[TASK OBJECTIVE]: Each line of the data should be transcribed exactly as given.

[DATA SHOWN]:
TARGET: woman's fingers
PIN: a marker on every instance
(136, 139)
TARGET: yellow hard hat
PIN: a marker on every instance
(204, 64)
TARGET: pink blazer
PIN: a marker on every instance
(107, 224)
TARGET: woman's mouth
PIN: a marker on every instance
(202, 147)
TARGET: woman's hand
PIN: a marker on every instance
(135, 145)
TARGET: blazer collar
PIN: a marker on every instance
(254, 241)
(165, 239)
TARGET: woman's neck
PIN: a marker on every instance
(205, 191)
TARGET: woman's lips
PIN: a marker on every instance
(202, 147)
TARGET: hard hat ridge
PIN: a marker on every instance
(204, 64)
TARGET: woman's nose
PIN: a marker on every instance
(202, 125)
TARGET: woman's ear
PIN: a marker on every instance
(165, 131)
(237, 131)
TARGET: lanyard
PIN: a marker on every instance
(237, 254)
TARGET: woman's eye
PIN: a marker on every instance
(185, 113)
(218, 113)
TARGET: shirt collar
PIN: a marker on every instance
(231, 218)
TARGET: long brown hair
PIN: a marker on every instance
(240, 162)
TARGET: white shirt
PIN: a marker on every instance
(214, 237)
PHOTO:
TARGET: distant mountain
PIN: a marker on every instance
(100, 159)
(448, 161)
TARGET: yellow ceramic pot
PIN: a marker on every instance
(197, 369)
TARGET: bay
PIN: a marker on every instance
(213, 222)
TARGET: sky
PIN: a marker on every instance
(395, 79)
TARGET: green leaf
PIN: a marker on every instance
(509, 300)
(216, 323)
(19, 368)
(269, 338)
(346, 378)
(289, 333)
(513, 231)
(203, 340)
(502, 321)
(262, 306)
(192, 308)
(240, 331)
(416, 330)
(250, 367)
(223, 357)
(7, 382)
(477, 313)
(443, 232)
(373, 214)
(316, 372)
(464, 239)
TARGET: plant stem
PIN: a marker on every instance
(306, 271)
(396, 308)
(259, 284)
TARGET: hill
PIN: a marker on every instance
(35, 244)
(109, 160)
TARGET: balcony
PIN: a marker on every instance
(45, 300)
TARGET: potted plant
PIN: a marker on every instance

[ANSWER BELOW]:
TARGET: woman's fingers
PIN: a marker on every instance
(136, 139)
TARGET: yellow hard hat
PIN: a marker on every instance
(204, 64)
TARGET: pink blazer
PIN: a marker on every instance
(107, 224)
TARGET: woman's mouth
PIN: a marker on every instance
(202, 147)
TARGET: woman's hand
PIN: a marker on every instance
(135, 145)
TARGET: blazer collar
PIN: a marker on every instance
(254, 241)
(165, 239)
TARGET: woman's neck
PIN: a marker on every instance
(205, 191)
TARGET: woman's lips
PIN: a marker on every instance
(202, 147)
TARGET: hard hat ridge
PIN: a marker on every instance
(204, 64)
TARGET: woman's nose
PIN: a marker on every instance
(202, 125)
TARGET: woman's ear
PIN: a marker on every instance
(165, 131)
(237, 131)
TARGET: lanyard
PIN: a marker on every instance
(237, 254)
TARGET: woman's eye
PIN: a marker on every instance
(185, 113)
(218, 113)
TARGET: shirt collar
PIN: a marker on every instance
(231, 218)
TARGET: long brown hair
PIN: a marker on every instance
(240, 162)
TARGET: white shirt
PIN: a marker on every instance
(214, 237)
PHOTO:
TARGET: distant mountain
PIN: a marker on every instance
(100, 159)
(448, 161)
TARGET: yellow ceramic pot
PIN: a marker on every instance
(197, 369)
TARGET: bay
PIN: a marker on every instance
(213, 222)
TARGET: sky
PIN: a marker on every instance
(395, 79)
TARGET: green leaf
PIN: a marker on every instance
(509, 300)
(216, 323)
(19, 368)
(269, 338)
(346, 378)
(289, 333)
(513, 231)
(203, 340)
(502, 321)
(262, 306)
(192, 308)
(240, 331)
(416, 330)
(250, 367)
(223, 357)
(7, 382)
(477, 313)
(443, 232)
(373, 214)
(316, 372)
(464, 239)
TARGET: plant stem
PIN: a marker on every instance
(306, 271)
(396, 308)
(259, 284)
TARGET: hill
PIN: a marker on every instance
(35, 244)
(109, 160)
TARGET: balcony
PIN: a marker on every instance
(45, 300)
TARGET: potted plant
PIN: a marker on every instance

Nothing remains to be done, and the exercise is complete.